What the task requires
Reproduce the records below in full and word for word, excluding pictures.

Dataset extract
= = = = = = =
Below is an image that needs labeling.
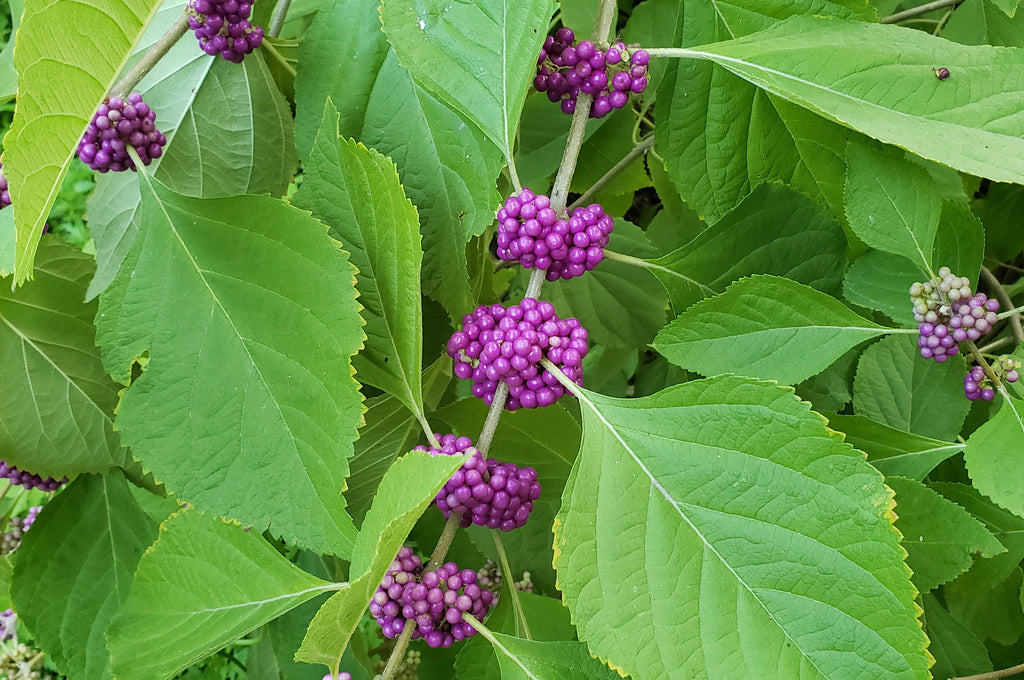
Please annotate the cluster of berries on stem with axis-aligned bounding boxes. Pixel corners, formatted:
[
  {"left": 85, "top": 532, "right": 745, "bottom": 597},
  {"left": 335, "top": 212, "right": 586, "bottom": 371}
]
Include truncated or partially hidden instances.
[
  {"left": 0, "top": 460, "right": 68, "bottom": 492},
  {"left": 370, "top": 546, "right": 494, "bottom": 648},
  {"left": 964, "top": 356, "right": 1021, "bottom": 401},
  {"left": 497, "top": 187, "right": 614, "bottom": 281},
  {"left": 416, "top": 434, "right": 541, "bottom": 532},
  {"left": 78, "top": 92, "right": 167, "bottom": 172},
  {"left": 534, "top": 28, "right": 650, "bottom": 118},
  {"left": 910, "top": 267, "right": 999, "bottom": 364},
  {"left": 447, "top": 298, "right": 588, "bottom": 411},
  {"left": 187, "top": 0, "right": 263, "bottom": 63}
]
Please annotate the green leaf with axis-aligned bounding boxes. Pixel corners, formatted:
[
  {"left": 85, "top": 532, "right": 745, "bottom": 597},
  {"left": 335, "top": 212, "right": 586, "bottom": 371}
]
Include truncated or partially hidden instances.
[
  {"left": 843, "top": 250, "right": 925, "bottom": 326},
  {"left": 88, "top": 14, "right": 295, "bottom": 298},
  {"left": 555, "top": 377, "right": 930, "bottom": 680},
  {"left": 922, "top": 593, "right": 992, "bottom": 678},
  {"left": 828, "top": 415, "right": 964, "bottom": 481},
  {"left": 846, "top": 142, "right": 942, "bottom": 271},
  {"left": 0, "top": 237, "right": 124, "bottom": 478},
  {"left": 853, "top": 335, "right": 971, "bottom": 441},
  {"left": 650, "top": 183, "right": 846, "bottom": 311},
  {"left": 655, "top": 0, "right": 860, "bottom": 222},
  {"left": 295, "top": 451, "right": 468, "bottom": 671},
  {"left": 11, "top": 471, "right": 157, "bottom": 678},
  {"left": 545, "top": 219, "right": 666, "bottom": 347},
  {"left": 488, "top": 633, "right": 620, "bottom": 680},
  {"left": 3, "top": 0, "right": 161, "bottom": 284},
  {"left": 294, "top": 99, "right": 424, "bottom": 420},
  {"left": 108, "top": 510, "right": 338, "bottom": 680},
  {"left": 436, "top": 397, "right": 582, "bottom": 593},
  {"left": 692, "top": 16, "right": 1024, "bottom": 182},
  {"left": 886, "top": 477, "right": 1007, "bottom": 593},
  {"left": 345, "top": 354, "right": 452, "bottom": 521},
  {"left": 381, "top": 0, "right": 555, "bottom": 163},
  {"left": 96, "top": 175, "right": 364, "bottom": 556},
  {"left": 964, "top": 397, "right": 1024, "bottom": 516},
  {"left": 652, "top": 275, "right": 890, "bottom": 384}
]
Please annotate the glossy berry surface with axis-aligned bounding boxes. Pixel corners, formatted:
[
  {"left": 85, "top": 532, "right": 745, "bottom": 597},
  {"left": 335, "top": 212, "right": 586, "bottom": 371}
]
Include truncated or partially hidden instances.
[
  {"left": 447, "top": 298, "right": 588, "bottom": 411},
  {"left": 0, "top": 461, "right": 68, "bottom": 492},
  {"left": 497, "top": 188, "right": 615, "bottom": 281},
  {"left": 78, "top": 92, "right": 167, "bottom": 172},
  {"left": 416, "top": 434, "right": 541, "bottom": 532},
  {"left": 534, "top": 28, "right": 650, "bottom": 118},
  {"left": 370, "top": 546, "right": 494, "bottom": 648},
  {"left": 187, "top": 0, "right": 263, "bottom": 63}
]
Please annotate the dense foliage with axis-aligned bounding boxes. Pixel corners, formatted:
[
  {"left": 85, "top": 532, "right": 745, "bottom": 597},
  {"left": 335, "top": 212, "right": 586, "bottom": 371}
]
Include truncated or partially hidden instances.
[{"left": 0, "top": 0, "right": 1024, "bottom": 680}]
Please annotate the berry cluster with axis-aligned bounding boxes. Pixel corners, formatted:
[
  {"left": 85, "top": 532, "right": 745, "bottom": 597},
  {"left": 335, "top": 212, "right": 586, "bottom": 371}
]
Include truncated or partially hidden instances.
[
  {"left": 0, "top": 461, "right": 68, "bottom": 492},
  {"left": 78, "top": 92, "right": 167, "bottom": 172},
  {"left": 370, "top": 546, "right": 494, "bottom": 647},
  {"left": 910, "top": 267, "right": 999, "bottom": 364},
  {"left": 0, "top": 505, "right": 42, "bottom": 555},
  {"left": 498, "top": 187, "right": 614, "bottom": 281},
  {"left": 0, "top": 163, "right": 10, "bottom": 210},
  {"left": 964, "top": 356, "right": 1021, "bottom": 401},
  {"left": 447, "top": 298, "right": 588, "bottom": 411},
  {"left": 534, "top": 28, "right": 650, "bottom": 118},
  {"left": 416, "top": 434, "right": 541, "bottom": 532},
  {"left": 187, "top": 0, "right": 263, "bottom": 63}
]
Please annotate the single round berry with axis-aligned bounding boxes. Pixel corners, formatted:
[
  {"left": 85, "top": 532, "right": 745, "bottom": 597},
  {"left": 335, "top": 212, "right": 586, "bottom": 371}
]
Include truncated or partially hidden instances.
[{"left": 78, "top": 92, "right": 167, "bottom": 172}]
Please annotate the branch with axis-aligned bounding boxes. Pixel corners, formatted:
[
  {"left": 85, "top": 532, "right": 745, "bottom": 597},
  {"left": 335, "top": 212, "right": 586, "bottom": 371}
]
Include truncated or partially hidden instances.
= = = = = = =
Answer in full
Below is an image that needs labeling.
Please annotate the cluster of berries on stem with axis-aligned bounding boxes. Pixel corners, formatted:
[
  {"left": 85, "top": 532, "right": 745, "bottom": 597},
  {"left": 335, "top": 212, "right": 586, "bottom": 371}
]
Include truncated or partially hidden instances.
[
  {"left": 0, "top": 460, "right": 68, "bottom": 492},
  {"left": 370, "top": 546, "right": 494, "bottom": 648},
  {"left": 964, "top": 356, "right": 1021, "bottom": 401},
  {"left": 497, "top": 187, "right": 614, "bottom": 281},
  {"left": 416, "top": 434, "right": 541, "bottom": 532},
  {"left": 78, "top": 92, "right": 167, "bottom": 172},
  {"left": 534, "top": 28, "right": 650, "bottom": 118},
  {"left": 910, "top": 267, "right": 999, "bottom": 364},
  {"left": 447, "top": 298, "right": 588, "bottom": 411},
  {"left": 187, "top": 0, "right": 263, "bottom": 63}
]
Please annotate the green leaf with axis-aligned bounding boxes. Pixel corners, formatted:
[
  {"left": 85, "top": 532, "right": 745, "bottom": 597},
  {"left": 335, "top": 212, "right": 586, "bottom": 371}
]
Include truncated or partially hidden instances.
[
  {"left": 843, "top": 250, "right": 925, "bottom": 326},
  {"left": 88, "top": 14, "right": 295, "bottom": 298},
  {"left": 555, "top": 377, "right": 930, "bottom": 680},
  {"left": 922, "top": 593, "right": 992, "bottom": 678},
  {"left": 828, "top": 415, "right": 964, "bottom": 481},
  {"left": 846, "top": 142, "right": 942, "bottom": 271},
  {"left": 0, "top": 237, "right": 124, "bottom": 478},
  {"left": 853, "top": 335, "right": 971, "bottom": 441},
  {"left": 650, "top": 183, "right": 846, "bottom": 311},
  {"left": 655, "top": 0, "right": 860, "bottom": 222},
  {"left": 295, "top": 451, "right": 468, "bottom": 671},
  {"left": 11, "top": 471, "right": 157, "bottom": 678},
  {"left": 545, "top": 219, "right": 666, "bottom": 347},
  {"left": 488, "top": 633, "right": 620, "bottom": 680},
  {"left": 3, "top": 0, "right": 161, "bottom": 284},
  {"left": 294, "top": 99, "right": 424, "bottom": 420},
  {"left": 108, "top": 510, "right": 338, "bottom": 680},
  {"left": 436, "top": 397, "right": 582, "bottom": 593},
  {"left": 692, "top": 16, "right": 1024, "bottom": 182},
  {"left": 886, "top": 477, "right": 1007, "bottom": 593},
  {"left": 345, "top": 354, "right": 452, "bottom": 521},
  {"left": 381, "top": 0, "right": 555, "bottom": 163},
  {"left": 96, "top": 175, "right": 364, "bottom": 556},
  {"left": 964, "top": 397, "right": 1024, "bottom": 516},
  {"left": 652, "top": 275, "right": 890, "bottom": 384}
]
Please annotate the glossy berry surface with axis-aligned bounding boxes. Pixel corners, formatted:
[
  {"left": 85, "top": 532, "right": 745, "bottom": 597},
  {"left": 335, "top": 212, "right": 586, "bottom": 371}
]
Include truncated or partially hidden instances.
[
  {"left": 447, "top": 298, "right": 588, "bottom": 411},
  {"left": 0, "top": 461, "right": 68, "bottom": 492},
  {"left": 497, "top": 188, "right": 615, "bottom": 281},
  {"left": 78, "top": 92, "right": 167, "bottom": 172},
  {"left": 416, "top": 434, "right": 541, "bottom": 532},
  {"left": 534, "top": 28, "right": 650, "bottom": 118},
  {"left": 370, "top": 546, "right": 494, "bottom": 648},
  {"left": 187, "top": 0, "right": 263, "bottom": 63}
]
Please annotate the dense foliage with axis-aligned bounding boxes. Pixel corners, formatted:
[
  {"left": 85, "top": 532, "right": 745, "bottom": 597},
  {"left": 335, "top": 212, "right": 586, "bottom": 371}
]
Include truncated or partially hidden instances.
[{"left": 0, "top": 0, "right": 1024, "bottom": 680}]
Please annotate the berry cluster with axis-aligned bounding boxes. Pixel corners, formatted:
[
  {"left": 85, "top": 532, "right": 745, "bottom": 597},
  {"left": 335, "top": 212, "right": 586, "bottom": 371}
]
Include truncated or partially hidden instances.
[
  {"left": 0, "top": 461, "right": 68, "bottom": 492},
  {"left": 78, "top": 92, "right": 167, "bottom": 172},
  {"left": 370, "top": 546, "right": 494, "bottom": 647},
  {"left": 910, "top": 267, "right": 999, "bottom": 364},
  {"left": 0, "top": 505, "right": 42, "bottom": 555},
  {"left": 498, "top": 187, "right": 614, "bottom": 281},
  {"left": 0, "top": 163, "right": 10, "bottom": 210},
  {"left": 964, "top": 356, "right": 1021, "bottom": 401},
  {"left": 447, "top": 298, "right": 588, "bottom": 411},
  {"left": 534, "top": 28, "right": 650, "bottom": 118},
  {"left": 416, "top": 434, "right": 541, "bottom": 532},
  {"left": 187, "top": 0, "right": 263, "bottom": 63}
]
Please annotate the single round berry with axis-aligned bounding boxes. Pixel corners, formatted:
[
  {"left": 85, "top": 532, "right": 745, "bottom": 597},
  {"left": 335, "top": 212, "right": 586, "bottom": 371}
]
Include truncated or partially hidden instances.
[{"left": 78, "top": 92, "right": 167, "bottom": 172}]
Please annotate the branch with axis-aligned bounding boxes. Pixel corners, formatted:
[
  {"left": 85, "top": 532, "right": 745, "bottom": 597},
  {"left": 335, "top": 212, "right": 586, "bottom": 371}
]
Include truncated or partially hidden instances.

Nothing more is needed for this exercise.